Go through the entries, filter for the word "wooden", and copy every line that has it.

-- Region pointing data --
▬▬▬▬▬▬
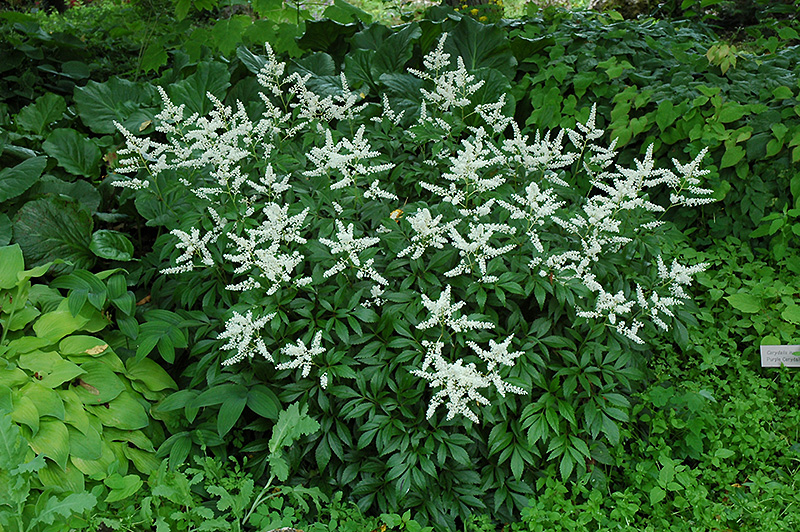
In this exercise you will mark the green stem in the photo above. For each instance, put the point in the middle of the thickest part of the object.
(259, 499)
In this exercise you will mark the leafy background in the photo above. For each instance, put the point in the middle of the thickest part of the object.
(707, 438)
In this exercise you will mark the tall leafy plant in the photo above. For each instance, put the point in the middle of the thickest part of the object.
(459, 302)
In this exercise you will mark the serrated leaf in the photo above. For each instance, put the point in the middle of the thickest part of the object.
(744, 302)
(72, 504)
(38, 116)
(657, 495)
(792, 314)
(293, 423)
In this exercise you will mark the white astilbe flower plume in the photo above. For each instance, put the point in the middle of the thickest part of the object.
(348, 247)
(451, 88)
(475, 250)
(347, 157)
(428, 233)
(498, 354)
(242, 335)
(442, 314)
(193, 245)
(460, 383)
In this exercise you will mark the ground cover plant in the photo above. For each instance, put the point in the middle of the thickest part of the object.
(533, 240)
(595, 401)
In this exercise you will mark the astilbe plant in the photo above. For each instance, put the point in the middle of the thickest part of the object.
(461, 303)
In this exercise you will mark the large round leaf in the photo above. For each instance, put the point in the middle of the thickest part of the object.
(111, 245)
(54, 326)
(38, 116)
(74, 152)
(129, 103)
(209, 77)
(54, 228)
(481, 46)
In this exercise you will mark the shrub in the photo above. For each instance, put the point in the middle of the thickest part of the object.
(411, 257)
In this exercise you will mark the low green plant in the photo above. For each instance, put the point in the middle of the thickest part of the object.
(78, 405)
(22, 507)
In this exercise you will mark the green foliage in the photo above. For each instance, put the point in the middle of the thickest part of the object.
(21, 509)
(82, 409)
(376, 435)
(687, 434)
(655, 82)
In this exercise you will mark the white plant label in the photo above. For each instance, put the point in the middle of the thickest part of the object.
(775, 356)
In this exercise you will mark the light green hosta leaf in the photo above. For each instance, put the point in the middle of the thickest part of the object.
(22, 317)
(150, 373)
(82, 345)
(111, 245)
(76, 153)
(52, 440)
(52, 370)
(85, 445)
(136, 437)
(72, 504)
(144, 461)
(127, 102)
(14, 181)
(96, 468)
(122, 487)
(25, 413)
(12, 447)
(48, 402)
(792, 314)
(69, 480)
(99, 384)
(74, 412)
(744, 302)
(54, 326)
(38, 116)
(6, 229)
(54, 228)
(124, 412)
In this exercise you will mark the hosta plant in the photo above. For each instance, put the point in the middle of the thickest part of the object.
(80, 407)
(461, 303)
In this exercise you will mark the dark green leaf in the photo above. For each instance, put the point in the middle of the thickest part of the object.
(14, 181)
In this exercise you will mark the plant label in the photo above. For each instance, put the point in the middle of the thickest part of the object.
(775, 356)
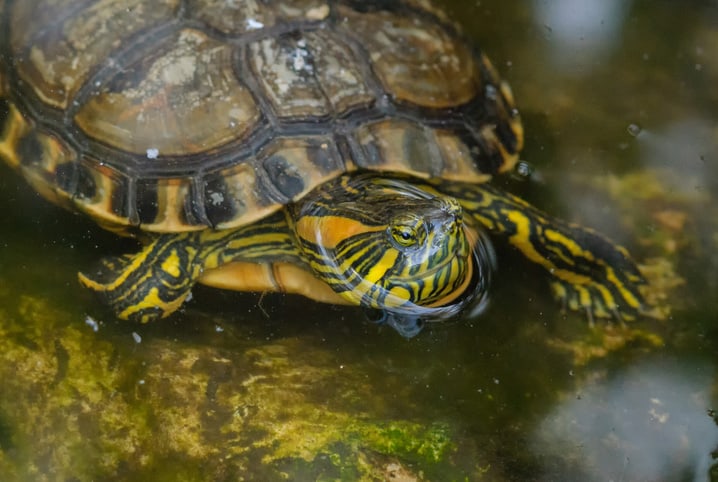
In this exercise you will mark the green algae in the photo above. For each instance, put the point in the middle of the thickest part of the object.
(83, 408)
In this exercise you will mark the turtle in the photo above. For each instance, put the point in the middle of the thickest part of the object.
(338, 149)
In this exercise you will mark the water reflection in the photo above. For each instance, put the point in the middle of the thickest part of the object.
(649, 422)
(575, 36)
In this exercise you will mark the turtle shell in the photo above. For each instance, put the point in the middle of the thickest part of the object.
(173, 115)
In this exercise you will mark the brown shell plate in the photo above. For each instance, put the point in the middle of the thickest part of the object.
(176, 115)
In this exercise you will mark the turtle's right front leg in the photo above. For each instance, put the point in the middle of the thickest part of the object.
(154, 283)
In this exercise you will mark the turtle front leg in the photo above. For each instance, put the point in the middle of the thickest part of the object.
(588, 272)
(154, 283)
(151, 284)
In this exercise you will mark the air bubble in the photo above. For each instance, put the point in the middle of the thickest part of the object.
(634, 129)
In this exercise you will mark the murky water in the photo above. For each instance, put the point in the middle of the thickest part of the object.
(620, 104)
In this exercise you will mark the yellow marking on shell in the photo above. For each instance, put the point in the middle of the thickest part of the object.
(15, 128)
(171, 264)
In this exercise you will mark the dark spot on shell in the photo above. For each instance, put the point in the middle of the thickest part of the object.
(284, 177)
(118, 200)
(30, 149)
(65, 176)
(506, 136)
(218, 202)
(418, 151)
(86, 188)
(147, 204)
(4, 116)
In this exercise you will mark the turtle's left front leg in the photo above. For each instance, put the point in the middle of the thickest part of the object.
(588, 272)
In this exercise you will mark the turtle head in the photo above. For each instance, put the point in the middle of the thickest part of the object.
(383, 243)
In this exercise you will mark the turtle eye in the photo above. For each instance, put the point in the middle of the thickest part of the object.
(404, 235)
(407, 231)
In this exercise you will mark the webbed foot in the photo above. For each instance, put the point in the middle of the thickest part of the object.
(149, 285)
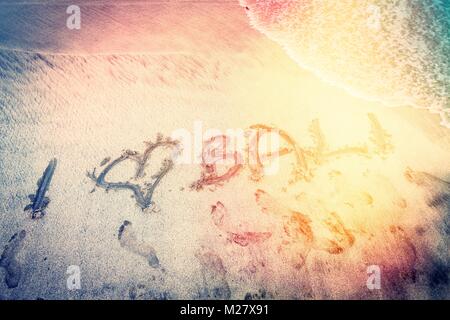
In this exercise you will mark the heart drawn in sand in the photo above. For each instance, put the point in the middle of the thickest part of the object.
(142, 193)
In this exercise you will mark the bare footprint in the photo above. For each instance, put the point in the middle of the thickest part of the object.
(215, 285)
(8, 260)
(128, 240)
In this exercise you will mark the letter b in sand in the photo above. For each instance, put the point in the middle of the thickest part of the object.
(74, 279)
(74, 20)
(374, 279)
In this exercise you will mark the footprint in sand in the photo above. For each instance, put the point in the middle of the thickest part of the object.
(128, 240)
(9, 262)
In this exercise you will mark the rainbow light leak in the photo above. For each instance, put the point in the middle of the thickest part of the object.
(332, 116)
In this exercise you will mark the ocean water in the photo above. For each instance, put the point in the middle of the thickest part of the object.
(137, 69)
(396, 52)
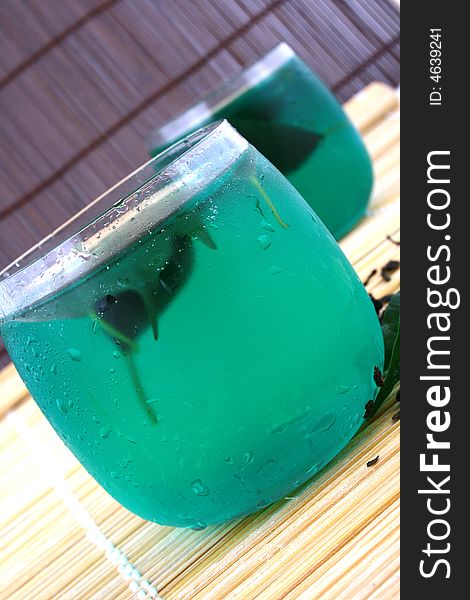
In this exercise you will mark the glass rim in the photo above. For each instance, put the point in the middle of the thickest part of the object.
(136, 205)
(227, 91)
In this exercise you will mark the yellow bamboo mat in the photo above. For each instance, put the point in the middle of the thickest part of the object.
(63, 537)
▬▬▬▬▬▬
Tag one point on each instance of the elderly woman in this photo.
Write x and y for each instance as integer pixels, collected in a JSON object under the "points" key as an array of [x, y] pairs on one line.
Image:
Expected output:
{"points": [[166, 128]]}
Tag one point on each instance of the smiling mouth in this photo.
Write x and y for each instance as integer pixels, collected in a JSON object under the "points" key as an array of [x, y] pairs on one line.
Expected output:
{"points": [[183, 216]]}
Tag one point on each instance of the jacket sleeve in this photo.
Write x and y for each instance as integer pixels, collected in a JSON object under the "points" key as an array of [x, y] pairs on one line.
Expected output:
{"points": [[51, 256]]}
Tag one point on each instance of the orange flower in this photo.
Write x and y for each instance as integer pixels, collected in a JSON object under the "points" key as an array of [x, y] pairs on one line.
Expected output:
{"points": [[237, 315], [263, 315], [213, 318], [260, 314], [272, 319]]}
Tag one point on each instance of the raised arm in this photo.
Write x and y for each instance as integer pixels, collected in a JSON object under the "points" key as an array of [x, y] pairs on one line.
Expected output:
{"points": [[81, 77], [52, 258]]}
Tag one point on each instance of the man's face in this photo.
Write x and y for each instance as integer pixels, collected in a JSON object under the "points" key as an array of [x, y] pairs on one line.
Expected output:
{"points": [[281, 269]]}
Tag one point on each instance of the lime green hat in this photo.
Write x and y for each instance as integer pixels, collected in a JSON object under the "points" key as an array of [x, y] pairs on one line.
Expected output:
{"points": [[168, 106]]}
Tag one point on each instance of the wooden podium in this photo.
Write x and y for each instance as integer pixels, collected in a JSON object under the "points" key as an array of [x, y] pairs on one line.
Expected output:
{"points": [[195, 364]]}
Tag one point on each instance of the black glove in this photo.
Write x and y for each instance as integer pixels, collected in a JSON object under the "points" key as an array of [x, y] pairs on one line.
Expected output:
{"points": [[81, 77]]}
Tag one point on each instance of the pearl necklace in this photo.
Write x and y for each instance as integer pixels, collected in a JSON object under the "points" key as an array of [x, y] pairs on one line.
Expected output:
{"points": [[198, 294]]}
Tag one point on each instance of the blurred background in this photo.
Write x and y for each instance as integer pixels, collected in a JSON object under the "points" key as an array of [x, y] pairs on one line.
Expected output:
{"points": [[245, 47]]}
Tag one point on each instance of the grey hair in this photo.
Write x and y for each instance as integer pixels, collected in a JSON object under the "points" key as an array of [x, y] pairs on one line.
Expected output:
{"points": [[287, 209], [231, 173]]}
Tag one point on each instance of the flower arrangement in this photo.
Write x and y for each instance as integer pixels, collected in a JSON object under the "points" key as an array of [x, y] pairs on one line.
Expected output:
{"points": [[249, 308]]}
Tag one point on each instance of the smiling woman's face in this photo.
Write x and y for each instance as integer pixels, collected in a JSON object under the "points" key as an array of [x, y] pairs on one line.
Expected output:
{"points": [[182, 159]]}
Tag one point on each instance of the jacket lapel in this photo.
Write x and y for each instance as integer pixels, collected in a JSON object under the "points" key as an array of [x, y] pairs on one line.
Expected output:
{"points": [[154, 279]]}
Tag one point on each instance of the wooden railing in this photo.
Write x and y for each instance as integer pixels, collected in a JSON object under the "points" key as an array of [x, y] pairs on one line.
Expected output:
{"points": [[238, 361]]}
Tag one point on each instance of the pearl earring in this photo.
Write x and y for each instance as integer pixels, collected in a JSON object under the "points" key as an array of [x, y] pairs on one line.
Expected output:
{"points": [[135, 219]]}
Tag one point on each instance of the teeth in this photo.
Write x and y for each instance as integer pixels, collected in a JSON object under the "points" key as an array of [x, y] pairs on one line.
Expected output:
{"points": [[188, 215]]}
▬▬▬▬▬▬
-- Response --
Tag one point on each instance of the wooden podium in this photo.
Tag one point on each instance of the wooden railing in this photo.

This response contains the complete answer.